■ **Exercise objective**:
Copy the lines word for word, starting at the line that contains "bumper panel on" and ending with the last line.

____ Supplied records

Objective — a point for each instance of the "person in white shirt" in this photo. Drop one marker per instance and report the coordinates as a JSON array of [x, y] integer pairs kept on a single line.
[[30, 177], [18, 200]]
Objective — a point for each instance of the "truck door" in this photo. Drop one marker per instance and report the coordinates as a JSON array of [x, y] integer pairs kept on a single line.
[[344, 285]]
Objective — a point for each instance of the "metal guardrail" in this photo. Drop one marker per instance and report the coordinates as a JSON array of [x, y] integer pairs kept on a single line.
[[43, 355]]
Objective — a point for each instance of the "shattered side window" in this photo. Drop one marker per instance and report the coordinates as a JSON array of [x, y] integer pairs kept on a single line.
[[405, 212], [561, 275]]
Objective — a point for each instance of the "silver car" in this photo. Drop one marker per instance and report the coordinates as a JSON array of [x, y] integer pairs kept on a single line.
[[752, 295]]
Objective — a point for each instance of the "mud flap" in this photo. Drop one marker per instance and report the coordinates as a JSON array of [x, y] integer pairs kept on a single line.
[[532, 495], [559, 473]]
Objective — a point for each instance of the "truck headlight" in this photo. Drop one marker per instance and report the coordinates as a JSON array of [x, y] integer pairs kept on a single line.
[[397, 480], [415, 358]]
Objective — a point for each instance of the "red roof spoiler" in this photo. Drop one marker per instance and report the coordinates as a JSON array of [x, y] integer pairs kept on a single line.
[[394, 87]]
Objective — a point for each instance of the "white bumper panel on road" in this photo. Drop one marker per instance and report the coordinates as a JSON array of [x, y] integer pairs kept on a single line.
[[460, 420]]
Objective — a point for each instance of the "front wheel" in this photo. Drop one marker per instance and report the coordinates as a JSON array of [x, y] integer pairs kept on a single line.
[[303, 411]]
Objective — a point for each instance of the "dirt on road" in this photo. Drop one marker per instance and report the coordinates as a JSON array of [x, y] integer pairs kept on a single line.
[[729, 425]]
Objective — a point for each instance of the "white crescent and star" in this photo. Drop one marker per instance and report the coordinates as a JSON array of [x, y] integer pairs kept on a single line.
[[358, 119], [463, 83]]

________

■ **In response**:
Objective — a point for each instance of the "white bumper panel on road" in this photo. Drop one marker per instance and report the coordinates as a JSON array of [x, y] integer pairs kept on a single line.
[[460, 420]]
Objective — a point for each instance of the "front wheel" in this photo. Drop one marker per instance and report the coordinates as a JSON array of [x, y] integer pairs kept on a single line.
[[303, 411]]
Objective — a point for each instance of the "dirt on road" in this photo. Drop one marker per instance and report the coordinates as a JSON array of [x, y] integer pairs kept on a single line.
[[729, 425]]
Objective — a point for each instance of the "white crescent and star" in this photo. Drop one marker per instance and report the coordinates as a JSON array of [x, y] integer pairs kept on a single line.
[[358, 119], [463, 83]]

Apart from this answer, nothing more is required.